## WHAT YOU ARE ASKED TO DO
Repeat the records word for word.

## EXTRACTED INFORMATION
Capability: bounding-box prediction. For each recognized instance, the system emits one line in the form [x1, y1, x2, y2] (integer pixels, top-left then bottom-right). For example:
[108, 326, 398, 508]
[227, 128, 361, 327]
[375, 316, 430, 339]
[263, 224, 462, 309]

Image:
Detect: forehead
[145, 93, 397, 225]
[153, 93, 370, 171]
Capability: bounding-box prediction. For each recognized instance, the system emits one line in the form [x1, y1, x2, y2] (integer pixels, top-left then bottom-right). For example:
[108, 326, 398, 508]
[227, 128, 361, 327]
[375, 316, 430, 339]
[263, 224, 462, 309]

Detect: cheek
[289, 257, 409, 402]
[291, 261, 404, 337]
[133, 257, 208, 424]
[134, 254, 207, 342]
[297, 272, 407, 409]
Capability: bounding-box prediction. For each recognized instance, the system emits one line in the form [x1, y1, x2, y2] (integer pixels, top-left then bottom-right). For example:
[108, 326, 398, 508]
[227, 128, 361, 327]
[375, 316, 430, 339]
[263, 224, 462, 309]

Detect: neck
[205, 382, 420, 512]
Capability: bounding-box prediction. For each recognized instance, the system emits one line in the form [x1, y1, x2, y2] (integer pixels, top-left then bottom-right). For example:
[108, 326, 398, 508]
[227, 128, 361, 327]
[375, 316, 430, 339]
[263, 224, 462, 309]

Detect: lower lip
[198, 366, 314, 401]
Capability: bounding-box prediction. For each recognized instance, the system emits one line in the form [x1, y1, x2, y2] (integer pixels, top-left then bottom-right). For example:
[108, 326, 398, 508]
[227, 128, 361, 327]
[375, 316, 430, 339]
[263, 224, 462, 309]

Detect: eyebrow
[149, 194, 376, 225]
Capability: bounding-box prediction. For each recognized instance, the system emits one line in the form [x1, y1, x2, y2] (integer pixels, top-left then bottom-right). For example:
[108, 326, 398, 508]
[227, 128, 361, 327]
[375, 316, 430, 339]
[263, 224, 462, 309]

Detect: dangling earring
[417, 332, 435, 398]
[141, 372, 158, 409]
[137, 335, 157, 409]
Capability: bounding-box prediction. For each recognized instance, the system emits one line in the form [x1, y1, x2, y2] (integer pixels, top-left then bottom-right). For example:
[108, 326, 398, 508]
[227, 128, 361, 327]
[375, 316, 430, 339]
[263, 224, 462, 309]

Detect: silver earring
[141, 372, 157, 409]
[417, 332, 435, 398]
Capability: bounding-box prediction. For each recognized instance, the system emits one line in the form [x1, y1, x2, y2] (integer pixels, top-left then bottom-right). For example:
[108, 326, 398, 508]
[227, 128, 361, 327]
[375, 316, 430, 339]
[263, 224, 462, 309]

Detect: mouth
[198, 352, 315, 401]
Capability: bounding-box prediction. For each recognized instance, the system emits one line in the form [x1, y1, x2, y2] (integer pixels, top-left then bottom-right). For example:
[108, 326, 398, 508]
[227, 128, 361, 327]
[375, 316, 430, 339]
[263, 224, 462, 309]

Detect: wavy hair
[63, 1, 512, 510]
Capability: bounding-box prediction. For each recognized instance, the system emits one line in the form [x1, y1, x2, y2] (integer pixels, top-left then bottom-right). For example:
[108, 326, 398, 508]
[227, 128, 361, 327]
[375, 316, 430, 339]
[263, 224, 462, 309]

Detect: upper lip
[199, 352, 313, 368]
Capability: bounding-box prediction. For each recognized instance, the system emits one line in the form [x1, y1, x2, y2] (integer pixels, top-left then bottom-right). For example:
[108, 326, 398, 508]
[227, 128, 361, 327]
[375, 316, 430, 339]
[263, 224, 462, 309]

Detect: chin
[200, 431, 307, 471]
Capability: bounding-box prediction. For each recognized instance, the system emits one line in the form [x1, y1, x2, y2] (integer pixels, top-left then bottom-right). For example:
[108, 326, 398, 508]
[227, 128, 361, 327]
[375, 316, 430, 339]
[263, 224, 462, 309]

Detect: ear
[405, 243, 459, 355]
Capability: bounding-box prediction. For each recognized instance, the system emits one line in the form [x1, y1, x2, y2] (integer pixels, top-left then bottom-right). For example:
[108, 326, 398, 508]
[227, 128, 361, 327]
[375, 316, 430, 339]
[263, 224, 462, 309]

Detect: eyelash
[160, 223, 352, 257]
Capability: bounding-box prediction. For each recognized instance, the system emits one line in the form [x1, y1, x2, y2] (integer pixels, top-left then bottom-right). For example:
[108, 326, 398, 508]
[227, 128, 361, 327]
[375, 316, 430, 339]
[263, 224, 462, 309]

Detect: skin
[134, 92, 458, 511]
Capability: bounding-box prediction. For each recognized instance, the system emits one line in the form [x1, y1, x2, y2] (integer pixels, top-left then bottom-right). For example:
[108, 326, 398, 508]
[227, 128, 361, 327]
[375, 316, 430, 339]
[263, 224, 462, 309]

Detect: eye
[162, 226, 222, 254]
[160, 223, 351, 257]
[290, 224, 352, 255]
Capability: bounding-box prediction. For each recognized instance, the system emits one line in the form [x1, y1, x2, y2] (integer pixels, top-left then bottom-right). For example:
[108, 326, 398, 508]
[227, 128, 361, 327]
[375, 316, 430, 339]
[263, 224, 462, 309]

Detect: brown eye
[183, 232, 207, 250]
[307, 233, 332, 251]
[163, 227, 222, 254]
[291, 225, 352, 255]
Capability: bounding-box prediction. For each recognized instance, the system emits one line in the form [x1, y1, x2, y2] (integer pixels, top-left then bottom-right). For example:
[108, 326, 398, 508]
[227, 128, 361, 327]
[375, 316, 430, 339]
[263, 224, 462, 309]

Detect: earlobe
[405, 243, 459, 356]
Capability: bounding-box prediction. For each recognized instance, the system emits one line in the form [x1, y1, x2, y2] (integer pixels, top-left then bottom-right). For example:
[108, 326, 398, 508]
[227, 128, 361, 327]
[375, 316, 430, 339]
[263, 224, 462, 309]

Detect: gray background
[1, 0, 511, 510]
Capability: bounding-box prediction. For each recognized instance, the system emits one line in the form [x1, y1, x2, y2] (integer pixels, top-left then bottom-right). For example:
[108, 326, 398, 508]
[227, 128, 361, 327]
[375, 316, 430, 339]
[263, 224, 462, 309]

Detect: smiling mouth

## OUTPUT OF THE EXERCISE
Capability: bounding-box prediction. For each recognized instance, the system emits one line in the form [x1, y1, x2, y2] (integer pixels, top-left then bottom-right). For example:
[108, 326, 398, 508]
[227, 128, 361, 327]
[375, 316, 430, 339]
[263, 224, 462, 309]

Image:
Detect: forehead
[145, 93, 397, 225]
[153, 93, 370, 171]
Capability: bounding-box prediction. For each recognized instance, the system emits one line in the form [x1, y1, x2, y2] (integer pixels, top-left then bottom-right). For example:
[108, 326, 398, 508]
[227, 128, 361, 327]
[375, 316, 430, 339]
[263, 224, 462, 309]

Detect: cheek
[289, 257, 409, 402]
[291, 261, 404, 337]
[133, 257, 208, 424]
[134, 254, 207, 342]
[297, 272, 407, 409]
Capability: bounding-box prediction. For each recognized instance, the system emits one line in the form [x1, y1, x2, y2] (integer pixels, top-left then bottom-right). For example:
[108, 326, 398, 508]
[227, 128, 361, 327]
[375, 316, 430, 339]
[263, 224, 462, 309]

Detect: neck
[205, 382, 420, 512]
Capability: bounding-box prediction. For each recognized instance, the system emits one line in the form [x1, y1, x2, y2] (integer pixels, top-left then bottom-right). For example:
[108, 326, 398, 508]
[227, 128, 361, 327]
[375, 316, 430, 339]
[263, 224, 462, 309]

Detect: lower lip
[198, 366, 314, 401]
Capability: bounding-box prediction. For each recognized instance, the system emits one line in the form [x1, y1, x2, y2] (integer pixels, top-left then bottom-right). For example:
[108, 326, 398, 508]
[227, 128, 361, 327]
[375, 316, 430, 339]
[263, 224, 462, 309]

Detect: eyebrow
[149, 194, 376, 225]
Capability: bounding-box prediction. For each recognized instance, the system emits one line in the form [x1, y1, x2, y2] (integer pixels, top-left then bottom-right). For example:
[108, 326, 398, 508]
[227, 128, 361, 327]
[375, 316, 430, 339]
[263, 224, 462, 309]

Detect: dangling earring
[417, 332, 435, 398]
[141, 372, 158, 409]
[137, 335, 157, 409]
Capability: bounding-box prediction. For each recognized instance, the system emits one line in the form [x1, y1, x2, y2] (integer pixels, top-left then bottom-right). For example:
[108, 326, 398, 508]
[227, 128, 361, 327]
[375, 316, 430, 339]
[263, 224, 462, 309]

Detect: silver earring
[141, 372, 157, 409]
[417, 332, 435, 398]
Capability: bounding-box prediction. For each recognized instance, the system emits one line in the form [x1, y1, x2, y2] (integer pixels, top-left then bottom-right). For example:
[108, 326, 398, 508]
[227, 128, 361, 327]
[375, 316, 430, 339]
[263, 224, 462, 309]

Detect: mouth
[198, 352, 315, 401]
Capability: bounding-box prediction. For each recognized instance, the system emits one line in the form [x1, y1, x2, y2] (integer pixels, top-left then bottom-right). For example:
[108, 326, 398, 508]
[227, 128, 361, 327]
[375, 316, 430, 339]
[263, 224, 462, 309]

Detect: wavy hair
[63, 1, 512, 510]
Capability: bounding-box prediction. For each recognized instance, the system emits one line in the form [x1, y1, x2, y2] (integer pixels, top-left then bottom-right). For example:
[108, 326, 398, 508]
[227, 128, 361, 327]
[375, 316, 430, 339]
[263, 224, 462, 309]

Detect: upper lip
[199, 352, 313, 368]
Capability: bounding-box prediction. For each recognized instance, the system emits one line in the form [x1, y1, x2, y2] (integer pixels, top-left then bottom-right). For example:
[108, 326, 398, 508]
[227, 128, 361, 327]
[375, 316, 430, 339]
[263, 224, 462, 309]

Detect: chin
[200, 431, 307, 471]
Capability: bounding-box prediction. For each recognized instance, the system emits one line in the form [x1, y1, x2, y2] (integer pixels, top-left then bottom-right). For example:
[108, 326, 398, 508]
[227, 128, 361, 327]
[375, 316, 430, 339]
[263, 224, 462, 309]

Detect: ear
[405, 243, 459, 355]
Capability: bounding-box prediction. For each recognized instance, the system emits one line in the form [x1, y1, x2, y2] (integer pixels, top-left then bottom-right). For example:
[108, 326, 398, 508]
[227, 128, 361, 327]
[375, 316, 430, 339]
[263, 224, 462, 309]

Detect: eyelash
[160, 223, 352, 257]
Capability: bounding-box prediction. For each recognized instance, the system emits one line in the form [x1, y1, x2, y2] (integer pixels, top-left then bottom-right). For example:
[108, 326, 398, 508]
[227, 128, 361, 327]
[375, 316, 430, 339]
[263, 224, 462, 309]

Detect: skin
[134, 92, 458, 511]
Capability: bounding-box prediction. For each recognized instance, the system emits one line in the form [x1, y1, x2, y2] (integer pixels, top-left then bottom-right). For example:
[108, 326, 398, 508]
[227, 128, 361, 327]
[375, 316, 430, 339]
[263, 224, 462, 309]

Detect: eye
[162, 226, 222, 254]
[160, 223, 351, 257]
[290, 224, 352, 255]
Capability: bounding-box prediction. For each recognized instance, the system emits one line in the form [x1, y1, x2, y2] (integer pixels, top-left then bottom-right). For example:
[108, 326, 398, 508]
[227, 128, 361, 327]
[375, 316, 430, 339]
[263, 224, 462, 309]

Detect: brown eye
[183, 232, 207, 250]
[307, 233, 332, 251]
[163, 227, 222, 254]
[291, 225, 352, 255]
Capability: bounding-box prediction. For each recognized instance, the system emits one line in the form [x1, y1, x2, y2] (integer pixels, top-left then bottom-right). For example:
[108, 326, 398, 508]
[227, 128, 361, 327]
[375, 316, 430, 339]
[263, 224, 462, 309]

Detect: earlobe
[405, 243, 459, 356]
Capability: bounding-box prediction. For each recognized instance, the system emits one line in the form [x1, y1, x2, y2] (integer pixels, top-left then bottom-right). For example:
[108, 326, 398, 508]
[227, 128, 361, 327]
[375, 316, 430, 339]
[263, 224, 462, 309]

Detect: gray background
[1, 0, 511, 510]
Capability: bounding-box prediction. For each recognized instance, the system emits one line in the form [x1, y1, x2, y2] (integer pixels, top-left then bottom-right). For example:
[108, 326, 398, 508]
[227, 128, 361, 327]
[375, 316, 430, 339]
[263, 224, 462, 309]

Detect: smiling mouth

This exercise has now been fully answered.